■ Text section
SHIFTING Constellations
What will the new, post-recession luxury market look like? And, even more importantly, how can high-end retailers appeal to its refocused consumer?
BY ERINN MORGAN
The turbulent economy has affected consumers at all levels, including the previously bulletproof luxury consumer. In fact, "affluents" (those with household incomes over $200,000) spent nearly 10 percent less on luxury goods in 2008, according to Unity Marketing, a luxury marketing consulting firm.
On a positive note, the market did see slight upward momentum as overall spending on luxury goods and services rose 29.4 percent from second quarter to third quarter 2009. In fact, in all but three of the 22 product and service categories included in Unity Marketing's latest Luxury Tracking survey of 1,067 affluent consumers (average income $228,800), consumers spent more from quarter to quarter.
Before luxury retailers and marketers breathe a sigh of relief, Unity Marketing president Pam Danziger warns that the results show that the sharp rise in luxury spending was driven mainly by those at the highestincome levels ($250,000 and above).
"Affluent consumers at the lowest-income level ($100,000-$149,999) were reluctant to trade up to the luxury level," she says. "This luxury shopper is hunkering down and making decisions based upon saving money. We have found that what people were spending prior to this recession was perceived wealth—they saw the value of their homes and stock portfolios rising and had confidence. Now all that wealth is gone and they are simply back to spending their incomes."
This fact is evident in the overall measure of affluents' consumer confidence, which plummeted from 100.2 in March 2007 to 55.7 in March 2009, according to Unity Marketing. As a result, the psychological effect of the recession has also ushered in a new mindset among luxury consumers—one that Danziger says is here to stay. What is this new attitude?
THE NEW AFFLUENT FACE
At the top of the rewritten priority list for the refocused luxury consumer is a newfound frugality.

■ Source excerpt
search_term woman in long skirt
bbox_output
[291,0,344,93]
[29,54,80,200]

■ Problem description
Copy the piece of the luxury market article starting with "SHIFTING Constellations" and going on through "its refocused consumer?", swapping "retailers" for "boutiques".

■ Answer to this exercise
SHIFTING Constellations
What will the new, post-recession luxury market look like? And, even more importantly, how can high-end boutiques appeal to its refocused consumer?